======== Rows ========
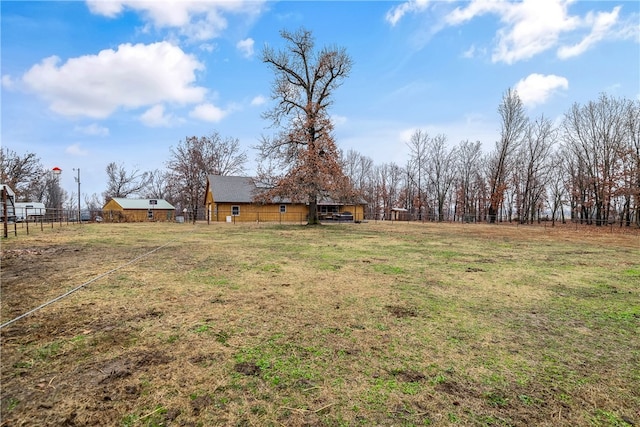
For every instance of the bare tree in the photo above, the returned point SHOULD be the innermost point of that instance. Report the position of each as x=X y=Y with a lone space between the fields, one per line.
x=122 y=183
x=596 y=134
x=468 y=172
x=20 y=172
x=631 y=165
x=441 y=171
x=418 y=147
x=533 y=165
x=513 y=126
x=305 y=81
x=194 y=159
x=158 y=186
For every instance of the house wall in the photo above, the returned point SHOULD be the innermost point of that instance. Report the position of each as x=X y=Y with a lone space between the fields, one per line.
x=113 y=212
x=271 y=213
x=250 y=212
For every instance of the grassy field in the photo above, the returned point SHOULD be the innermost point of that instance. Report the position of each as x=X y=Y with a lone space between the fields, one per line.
x=339 y=325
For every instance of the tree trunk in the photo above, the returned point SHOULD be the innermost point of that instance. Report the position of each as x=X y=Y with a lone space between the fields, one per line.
x=313 y=210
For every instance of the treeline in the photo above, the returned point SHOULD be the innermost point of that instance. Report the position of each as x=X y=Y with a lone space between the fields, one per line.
x=584 y=168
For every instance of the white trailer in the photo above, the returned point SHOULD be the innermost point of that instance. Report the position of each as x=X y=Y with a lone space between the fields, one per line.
x=29 y=211
x=9 y=196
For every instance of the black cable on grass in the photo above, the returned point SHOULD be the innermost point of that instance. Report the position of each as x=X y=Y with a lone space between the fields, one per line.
x=81 y=286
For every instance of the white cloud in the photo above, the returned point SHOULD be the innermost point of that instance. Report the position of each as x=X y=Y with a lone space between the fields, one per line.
x=395 y=14
x=530 y=27
x=156 y=117
x=195 y=19
x=93 y=129
x=208 y=113
x=246 y=47
x=258 y=100
x=535 y=89
x=338 y=120
x=131 y=77
x=8 y=82
x=601 y=25
x=76 y=150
========
What needs to be done - Convert every line above into a numbered list, dropping any blank lines and leaving out the pictures.

Result for this task -
1. For every instance of the bare tree in the photo above, the returned point SHOULD be the innermost point of that instance. Report the position of each as x=X y=Y with a lone space between the fields, one per line.
2. x=122 y=183
3. x=596 y=134
4. x=468 y=172
5. x=20 y=172
6. x=631 y=165
7. x=441 y=171
8. x=418 y=147
9. x=533 y=165
10. x=513 y=126
11. x=305 y=81
12. x=194 y=159
13. x=158 y=186
14. For every instance of the house wall in the photo above, the returned point SHOULD be the innermost point of that instance. Report the position of each as x=X y=Y with a lone space between the fields, one per line.
15. x=113 y=212
16. x=271 y=213
17. x=250 y=212
18. For every instance of the grassy field in the photo above, the returned point SHOULD be the innermost point of that instance. Report the position of each as x=X y=Y with a lone space between the fields, one per line.
19. x=339 y=325
20. For every instance of the tree trunk in the photo above, the returned point SHOULD be the innermost point of that instance. Report the position of each as x=X y=Y with a lone space between the fields, one per line.
21. x=313 y=210
22. For every instance of the treeline in the photo above, the returned point SHOULD be the innermost point of that instance. Report the position of each as x=X y=Y with a lone space between the fields, one per line.
23. x=584 y=168
24. For every instance of the white trailer in the photo above, the returned point SHOULD be the innermost point of that instance. Report the position of each as x=X y=Y with a lone space between the fields, one per line.
25. x=29 y=211
26. x=9 y=196
27. For every instance of the black cable on grass in the photo above, the returned point SHOULD be the innermost point of that instance. Report the position of each as x=X y=Y with a lone space between the fields, one per line.
28. x=81 y=286
29. For every instance of the white cloud in the photo above, the returned point SHOULD be the innermost point of that instance. Report the position of each as x=X y=Y with a lone space between the fields, one per line.
30. x=395 y=14
31. x=530 y=27
32. x=156 y=117
33. x=195 y=19
34. x=93 y=129
35. x=208 y=113
36. x=246 y=47
37. x=258 y=100
38. x=535 y=89
39. x=338 y=120
40. x=131 y=77
41. x=8 y=82
42. x=601 y=25
43. x=76 y=150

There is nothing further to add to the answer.